• _Request 1_: In the post about slashie life, how many different "jobs" were on the list the writer made after returning home?

• _Selected text_:
────

Earlier this year, if you’d asked me what I did for a living, I’d have said I was a slashie. It may sound like something from a rubbish horror film, but I thought it was the answer to my prayers.

For those of you who don’t know what a slashie is here’s a definition…

“slashies are simultaneously holding down several jobs, at a time when contracts are hard to come by and often not stimulating enough for those used to the fast pace of the digital world.”

Full article and definition featured in the Evening Standard here.

My slashie life looked like this – I wrote my books, I I freelanced as a marketing consultant, taking projects that suited me, and I began picking up other jobs here and there too. I designed websites, got involved with the trust that runs my kids’ school, and wrote my blog. To my delight, all of those things together – the bits that were paid – added up to just as much as working full time – especially when I took away the eye-watering cost of childcare.

Pretty amazing, huh? Except I didn’t feel amazing, and the day I should have felt the most amazing –when I was featured on Mother Pukka’s blog talking about what I do – I felt exhausted. I was ill, lying in bed on my family holiday to Gran Canaria. I’d burned out and it sucked. So when I came home, I made a list of everything I had to do. The list had more than 14 different ‘jobs’ on it.

There were my days in the office where I was working on a temporary contract, building websites for some fellow authors, governors’ meetings at my sons’ school, and my favourite: “Write next book.”

────

• _Supplied data_:

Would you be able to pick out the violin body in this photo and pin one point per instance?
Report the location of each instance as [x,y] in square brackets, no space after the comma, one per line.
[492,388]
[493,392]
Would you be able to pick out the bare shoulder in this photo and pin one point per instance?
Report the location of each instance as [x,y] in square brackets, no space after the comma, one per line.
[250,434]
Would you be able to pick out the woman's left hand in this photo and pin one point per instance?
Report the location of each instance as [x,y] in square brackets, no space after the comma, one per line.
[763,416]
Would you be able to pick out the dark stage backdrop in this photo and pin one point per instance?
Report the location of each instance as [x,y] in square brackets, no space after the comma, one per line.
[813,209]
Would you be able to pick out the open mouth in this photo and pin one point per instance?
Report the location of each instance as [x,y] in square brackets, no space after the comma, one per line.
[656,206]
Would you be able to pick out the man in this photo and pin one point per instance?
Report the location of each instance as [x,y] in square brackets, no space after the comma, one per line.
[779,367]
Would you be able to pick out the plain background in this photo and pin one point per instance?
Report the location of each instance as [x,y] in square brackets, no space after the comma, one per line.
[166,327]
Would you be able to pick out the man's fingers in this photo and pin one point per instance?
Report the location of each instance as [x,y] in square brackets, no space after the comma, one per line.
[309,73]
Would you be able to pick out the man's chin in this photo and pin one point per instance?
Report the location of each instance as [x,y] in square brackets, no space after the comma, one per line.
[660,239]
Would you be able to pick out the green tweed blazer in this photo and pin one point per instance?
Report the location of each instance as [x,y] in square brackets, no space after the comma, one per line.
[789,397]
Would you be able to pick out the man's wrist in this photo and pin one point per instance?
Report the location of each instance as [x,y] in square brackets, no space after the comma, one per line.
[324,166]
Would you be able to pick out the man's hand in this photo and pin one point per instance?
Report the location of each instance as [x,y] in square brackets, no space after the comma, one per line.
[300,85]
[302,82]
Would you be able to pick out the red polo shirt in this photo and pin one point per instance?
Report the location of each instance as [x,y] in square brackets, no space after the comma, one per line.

────

• _Request 2_: Give the listing's lines from the one containing "Would you be able to pick out the red" through the end of the listing as a JSON list of strings, one string per line, with blank lines left out.

• _Correct output 1_: More than 14.

• _Correct output 2_:
[
  "Would you be able to pick out the red polo shirt in this photo and pin one point per instance?",
  "Report the location of each instance as [x,y] in square brackets, no space after the comma, one per line."
]